▶ _Goal of the exercise_:
How many lines in the data below contain the string "white"? Matching is case-sensitive; give only the number.

※

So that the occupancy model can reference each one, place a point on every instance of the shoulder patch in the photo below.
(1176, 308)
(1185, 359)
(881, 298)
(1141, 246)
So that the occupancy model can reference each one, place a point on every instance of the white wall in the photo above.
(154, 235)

※

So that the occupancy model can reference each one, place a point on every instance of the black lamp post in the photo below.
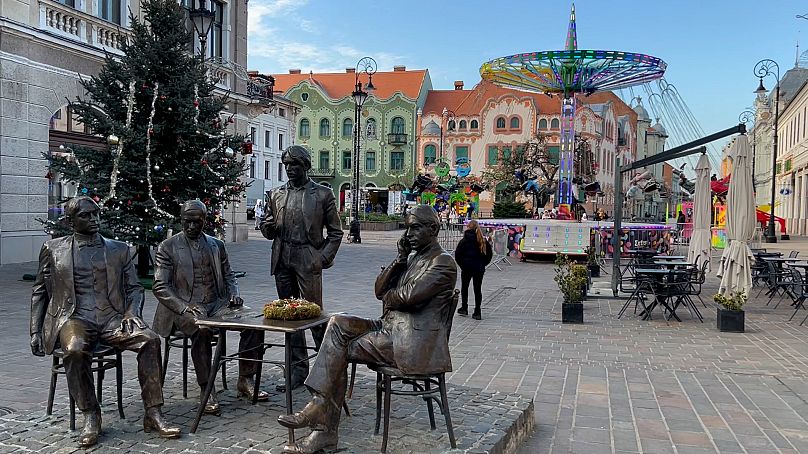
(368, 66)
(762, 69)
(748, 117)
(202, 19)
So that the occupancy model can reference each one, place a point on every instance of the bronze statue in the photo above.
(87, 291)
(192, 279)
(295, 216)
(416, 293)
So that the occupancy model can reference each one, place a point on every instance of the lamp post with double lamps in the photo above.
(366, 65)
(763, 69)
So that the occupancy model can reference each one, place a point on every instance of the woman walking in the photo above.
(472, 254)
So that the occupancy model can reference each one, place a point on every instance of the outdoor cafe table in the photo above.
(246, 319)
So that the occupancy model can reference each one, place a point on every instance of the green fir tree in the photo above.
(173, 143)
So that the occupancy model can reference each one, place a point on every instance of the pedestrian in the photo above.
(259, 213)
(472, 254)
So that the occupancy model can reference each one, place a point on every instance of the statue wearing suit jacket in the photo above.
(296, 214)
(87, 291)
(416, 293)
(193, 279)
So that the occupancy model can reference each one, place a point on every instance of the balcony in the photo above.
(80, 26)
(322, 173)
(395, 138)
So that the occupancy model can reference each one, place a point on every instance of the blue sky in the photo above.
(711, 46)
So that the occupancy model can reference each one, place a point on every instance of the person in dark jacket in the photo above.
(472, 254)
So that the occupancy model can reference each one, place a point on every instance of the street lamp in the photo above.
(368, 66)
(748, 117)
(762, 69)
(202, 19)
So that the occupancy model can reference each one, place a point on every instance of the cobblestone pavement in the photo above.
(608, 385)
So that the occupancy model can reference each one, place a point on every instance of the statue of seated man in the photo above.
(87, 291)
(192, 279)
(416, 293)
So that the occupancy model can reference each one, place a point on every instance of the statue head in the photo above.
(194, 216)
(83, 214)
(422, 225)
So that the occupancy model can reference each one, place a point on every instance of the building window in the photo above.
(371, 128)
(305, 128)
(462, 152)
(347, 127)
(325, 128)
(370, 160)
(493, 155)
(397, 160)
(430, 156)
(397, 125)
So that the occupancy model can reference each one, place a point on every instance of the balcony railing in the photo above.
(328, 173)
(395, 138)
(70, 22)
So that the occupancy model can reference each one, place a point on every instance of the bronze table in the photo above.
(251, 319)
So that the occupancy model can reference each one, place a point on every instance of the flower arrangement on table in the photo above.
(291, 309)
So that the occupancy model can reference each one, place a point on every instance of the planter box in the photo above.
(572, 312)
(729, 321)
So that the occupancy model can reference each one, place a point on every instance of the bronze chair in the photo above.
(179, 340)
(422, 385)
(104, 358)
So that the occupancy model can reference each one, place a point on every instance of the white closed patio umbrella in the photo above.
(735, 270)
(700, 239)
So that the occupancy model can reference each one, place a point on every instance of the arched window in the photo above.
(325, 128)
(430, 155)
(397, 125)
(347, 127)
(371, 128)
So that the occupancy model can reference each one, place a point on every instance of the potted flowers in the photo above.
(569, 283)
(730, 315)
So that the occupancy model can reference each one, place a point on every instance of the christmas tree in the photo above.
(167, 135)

※

▶ _The result_:
2